THE REQUEST: Reproduce everything from the beginning of the listing down to the line containing "429 328 651 401", changing "Prove it" to "Show me" and leaving all else untouched.

RECORDS:
┄┄┄┄┄┄┄┄┄┄┄┄┄┄┄┄┄┄┄┄

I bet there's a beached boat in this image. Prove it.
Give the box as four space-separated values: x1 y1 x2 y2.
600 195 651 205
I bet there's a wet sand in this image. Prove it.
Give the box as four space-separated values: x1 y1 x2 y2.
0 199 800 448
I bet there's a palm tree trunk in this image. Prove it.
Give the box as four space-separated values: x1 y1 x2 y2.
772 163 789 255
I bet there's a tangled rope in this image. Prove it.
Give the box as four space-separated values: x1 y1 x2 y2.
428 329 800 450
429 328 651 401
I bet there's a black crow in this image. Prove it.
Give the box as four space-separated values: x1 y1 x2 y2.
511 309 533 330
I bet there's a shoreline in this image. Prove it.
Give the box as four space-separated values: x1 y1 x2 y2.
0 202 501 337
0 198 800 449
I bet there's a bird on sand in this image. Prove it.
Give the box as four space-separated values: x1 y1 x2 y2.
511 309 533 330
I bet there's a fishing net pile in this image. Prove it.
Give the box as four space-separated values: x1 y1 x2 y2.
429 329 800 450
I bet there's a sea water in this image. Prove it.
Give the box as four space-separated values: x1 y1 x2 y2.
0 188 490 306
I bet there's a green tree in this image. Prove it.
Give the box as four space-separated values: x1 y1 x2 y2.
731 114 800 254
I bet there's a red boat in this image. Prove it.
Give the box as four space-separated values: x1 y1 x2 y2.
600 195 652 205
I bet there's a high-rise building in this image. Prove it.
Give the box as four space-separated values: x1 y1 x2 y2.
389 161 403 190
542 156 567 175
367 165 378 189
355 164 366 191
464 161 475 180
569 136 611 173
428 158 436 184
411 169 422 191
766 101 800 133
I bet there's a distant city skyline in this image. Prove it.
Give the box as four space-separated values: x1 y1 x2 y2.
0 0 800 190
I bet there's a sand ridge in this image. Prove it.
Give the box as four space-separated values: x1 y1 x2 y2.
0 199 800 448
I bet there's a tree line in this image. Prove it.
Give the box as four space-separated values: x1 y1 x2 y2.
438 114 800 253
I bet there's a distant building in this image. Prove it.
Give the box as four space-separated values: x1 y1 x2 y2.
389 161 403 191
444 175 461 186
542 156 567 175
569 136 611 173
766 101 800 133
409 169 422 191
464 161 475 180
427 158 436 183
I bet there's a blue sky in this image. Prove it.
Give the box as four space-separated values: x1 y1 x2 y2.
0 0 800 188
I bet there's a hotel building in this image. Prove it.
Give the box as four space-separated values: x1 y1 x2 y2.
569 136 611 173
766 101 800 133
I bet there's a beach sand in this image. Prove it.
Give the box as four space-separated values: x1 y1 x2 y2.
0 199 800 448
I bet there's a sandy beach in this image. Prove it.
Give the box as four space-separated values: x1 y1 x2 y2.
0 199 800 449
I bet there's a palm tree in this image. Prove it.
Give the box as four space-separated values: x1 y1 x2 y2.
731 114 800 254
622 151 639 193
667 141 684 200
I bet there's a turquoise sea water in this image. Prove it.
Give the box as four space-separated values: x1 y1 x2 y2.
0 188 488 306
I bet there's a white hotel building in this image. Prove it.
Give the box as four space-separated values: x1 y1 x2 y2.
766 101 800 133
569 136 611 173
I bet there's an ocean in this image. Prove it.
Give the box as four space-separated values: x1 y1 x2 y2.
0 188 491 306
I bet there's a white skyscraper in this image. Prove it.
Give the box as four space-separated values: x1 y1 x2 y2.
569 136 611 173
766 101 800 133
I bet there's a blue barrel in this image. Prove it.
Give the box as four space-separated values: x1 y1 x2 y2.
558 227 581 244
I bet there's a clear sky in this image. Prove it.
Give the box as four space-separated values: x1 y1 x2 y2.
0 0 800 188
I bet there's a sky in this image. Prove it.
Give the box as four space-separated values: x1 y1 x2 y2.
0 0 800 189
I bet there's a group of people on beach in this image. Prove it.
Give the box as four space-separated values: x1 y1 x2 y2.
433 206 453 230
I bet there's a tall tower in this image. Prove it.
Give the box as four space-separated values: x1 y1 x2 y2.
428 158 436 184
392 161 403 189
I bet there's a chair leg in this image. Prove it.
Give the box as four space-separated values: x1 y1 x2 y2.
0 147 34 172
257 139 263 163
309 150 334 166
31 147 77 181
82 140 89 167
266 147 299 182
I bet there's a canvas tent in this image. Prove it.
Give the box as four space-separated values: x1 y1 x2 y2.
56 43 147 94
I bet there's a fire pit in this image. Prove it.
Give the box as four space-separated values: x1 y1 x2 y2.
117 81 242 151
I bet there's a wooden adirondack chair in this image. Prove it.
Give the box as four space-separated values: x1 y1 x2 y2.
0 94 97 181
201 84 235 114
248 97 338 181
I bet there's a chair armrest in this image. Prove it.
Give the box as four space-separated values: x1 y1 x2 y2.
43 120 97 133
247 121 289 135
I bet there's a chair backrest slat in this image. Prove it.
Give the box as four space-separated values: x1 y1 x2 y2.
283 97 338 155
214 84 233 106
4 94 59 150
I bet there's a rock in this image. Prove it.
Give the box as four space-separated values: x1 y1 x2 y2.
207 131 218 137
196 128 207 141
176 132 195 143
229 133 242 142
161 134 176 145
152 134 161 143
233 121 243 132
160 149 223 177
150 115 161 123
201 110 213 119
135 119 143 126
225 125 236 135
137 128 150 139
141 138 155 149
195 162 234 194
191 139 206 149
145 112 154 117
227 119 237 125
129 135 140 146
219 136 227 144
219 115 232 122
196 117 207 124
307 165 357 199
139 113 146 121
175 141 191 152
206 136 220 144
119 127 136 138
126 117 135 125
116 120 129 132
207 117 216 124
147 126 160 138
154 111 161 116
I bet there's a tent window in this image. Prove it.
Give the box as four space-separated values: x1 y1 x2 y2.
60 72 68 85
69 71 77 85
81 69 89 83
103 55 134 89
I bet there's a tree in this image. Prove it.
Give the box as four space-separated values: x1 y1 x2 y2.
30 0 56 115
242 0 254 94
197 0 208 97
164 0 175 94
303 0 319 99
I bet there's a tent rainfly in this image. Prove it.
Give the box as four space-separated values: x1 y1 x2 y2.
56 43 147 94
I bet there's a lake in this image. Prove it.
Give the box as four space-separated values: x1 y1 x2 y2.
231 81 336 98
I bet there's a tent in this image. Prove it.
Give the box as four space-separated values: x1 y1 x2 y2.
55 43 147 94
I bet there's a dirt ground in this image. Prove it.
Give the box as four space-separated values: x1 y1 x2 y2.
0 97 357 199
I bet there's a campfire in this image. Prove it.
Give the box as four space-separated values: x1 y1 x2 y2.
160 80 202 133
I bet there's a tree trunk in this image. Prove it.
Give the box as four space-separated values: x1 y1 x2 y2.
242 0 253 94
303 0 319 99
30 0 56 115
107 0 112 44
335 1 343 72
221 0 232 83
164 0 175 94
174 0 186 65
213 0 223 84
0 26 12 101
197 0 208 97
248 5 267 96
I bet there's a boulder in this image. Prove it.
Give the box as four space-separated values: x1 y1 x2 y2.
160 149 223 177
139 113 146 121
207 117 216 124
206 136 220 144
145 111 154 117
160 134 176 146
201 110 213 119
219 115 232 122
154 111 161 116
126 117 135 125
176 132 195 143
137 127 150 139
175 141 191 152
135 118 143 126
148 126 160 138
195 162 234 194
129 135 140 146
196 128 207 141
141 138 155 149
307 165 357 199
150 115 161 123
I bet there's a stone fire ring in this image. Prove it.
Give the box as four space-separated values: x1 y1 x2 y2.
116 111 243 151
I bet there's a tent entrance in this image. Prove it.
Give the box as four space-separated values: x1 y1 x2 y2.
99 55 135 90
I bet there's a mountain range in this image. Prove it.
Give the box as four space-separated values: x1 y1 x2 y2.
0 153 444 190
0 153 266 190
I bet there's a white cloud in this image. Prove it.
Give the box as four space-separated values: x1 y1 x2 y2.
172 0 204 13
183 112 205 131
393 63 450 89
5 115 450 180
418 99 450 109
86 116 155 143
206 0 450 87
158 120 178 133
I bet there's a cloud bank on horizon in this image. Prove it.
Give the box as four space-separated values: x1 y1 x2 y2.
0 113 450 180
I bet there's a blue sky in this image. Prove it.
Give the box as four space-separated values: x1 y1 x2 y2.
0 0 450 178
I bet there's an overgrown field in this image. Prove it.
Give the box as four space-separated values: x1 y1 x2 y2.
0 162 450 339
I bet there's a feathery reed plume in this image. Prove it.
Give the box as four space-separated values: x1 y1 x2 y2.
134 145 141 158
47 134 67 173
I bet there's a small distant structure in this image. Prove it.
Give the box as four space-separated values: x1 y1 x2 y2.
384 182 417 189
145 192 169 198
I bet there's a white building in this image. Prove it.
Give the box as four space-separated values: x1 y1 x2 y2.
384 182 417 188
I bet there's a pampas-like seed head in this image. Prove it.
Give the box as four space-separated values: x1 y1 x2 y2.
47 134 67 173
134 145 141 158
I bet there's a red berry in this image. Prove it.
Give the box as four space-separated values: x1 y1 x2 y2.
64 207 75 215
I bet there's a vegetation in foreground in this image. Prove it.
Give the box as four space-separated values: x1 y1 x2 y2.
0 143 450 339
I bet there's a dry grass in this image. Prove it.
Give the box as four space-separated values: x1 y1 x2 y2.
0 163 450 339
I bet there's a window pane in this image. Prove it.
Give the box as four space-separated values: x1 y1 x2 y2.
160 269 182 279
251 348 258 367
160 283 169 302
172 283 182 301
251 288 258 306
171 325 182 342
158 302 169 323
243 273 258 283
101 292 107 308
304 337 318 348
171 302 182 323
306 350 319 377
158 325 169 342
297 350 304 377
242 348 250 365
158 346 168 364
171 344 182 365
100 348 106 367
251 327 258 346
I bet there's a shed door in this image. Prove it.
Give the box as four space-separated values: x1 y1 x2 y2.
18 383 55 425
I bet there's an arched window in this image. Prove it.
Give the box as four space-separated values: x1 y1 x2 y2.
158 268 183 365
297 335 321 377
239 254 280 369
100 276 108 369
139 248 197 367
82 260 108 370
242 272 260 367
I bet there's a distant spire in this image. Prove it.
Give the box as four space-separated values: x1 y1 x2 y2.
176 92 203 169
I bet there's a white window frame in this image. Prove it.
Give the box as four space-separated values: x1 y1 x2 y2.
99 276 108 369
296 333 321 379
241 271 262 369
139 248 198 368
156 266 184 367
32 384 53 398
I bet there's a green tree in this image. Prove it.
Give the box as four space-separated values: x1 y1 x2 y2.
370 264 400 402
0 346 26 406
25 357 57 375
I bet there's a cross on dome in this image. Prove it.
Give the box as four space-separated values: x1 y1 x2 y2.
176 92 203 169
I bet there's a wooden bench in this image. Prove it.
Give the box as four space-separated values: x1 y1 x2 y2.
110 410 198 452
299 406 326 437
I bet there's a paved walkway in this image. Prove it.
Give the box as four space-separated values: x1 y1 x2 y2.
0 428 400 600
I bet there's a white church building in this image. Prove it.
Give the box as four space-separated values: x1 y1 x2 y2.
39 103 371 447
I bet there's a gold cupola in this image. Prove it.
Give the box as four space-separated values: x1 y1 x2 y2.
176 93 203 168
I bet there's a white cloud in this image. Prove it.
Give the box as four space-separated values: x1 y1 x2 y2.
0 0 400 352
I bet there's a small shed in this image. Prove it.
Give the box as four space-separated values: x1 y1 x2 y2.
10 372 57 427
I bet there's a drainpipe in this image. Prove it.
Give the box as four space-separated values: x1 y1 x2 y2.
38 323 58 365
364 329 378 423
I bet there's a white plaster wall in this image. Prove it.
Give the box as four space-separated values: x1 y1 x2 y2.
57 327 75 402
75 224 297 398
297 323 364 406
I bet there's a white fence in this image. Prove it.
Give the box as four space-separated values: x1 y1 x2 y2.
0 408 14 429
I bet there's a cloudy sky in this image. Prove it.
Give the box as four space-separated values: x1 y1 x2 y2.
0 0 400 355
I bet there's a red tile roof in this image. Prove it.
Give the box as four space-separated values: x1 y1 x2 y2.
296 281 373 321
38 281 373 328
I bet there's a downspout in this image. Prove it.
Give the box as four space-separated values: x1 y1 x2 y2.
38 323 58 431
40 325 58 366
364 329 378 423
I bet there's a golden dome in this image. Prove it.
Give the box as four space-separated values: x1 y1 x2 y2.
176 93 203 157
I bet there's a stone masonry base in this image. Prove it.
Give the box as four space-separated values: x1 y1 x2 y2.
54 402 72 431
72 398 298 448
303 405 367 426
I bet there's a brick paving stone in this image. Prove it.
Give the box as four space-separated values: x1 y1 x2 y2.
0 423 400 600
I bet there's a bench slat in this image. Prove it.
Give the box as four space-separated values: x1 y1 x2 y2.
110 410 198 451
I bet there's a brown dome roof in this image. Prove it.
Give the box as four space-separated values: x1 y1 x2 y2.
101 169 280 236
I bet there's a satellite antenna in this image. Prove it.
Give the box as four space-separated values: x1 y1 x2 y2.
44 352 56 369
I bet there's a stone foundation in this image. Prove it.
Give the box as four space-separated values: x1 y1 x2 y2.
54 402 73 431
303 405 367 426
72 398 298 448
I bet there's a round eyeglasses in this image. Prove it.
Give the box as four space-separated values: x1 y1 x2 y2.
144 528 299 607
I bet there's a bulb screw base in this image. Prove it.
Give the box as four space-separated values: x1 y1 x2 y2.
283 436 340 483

┄┄┄┄┄┄┄┄┄┄┄┄┄┄┄┄┄┄┄┄

ANSWER TO THIS EXERCISE:
I bet there's a beached boat in this image. Show me.
Give the box as four space-separated values: x1 y1 x2 y2.
600 195 651 205
I bet there's a wet sand in this image. Show me.
Give the box as four space-separated values: x1 y1 x2 y2.
0 199 800 448
I bet there's a palm tree trunk in this image. Show me.
Give the box as four space-separated values: x1 y1 x2 y2.
772 163 789 255
I bet there's a tangled rope in this image. Show me.
Give the box as four space-separated values: x1 y1 x2 y2.
428 329 800 450
429 328 651 401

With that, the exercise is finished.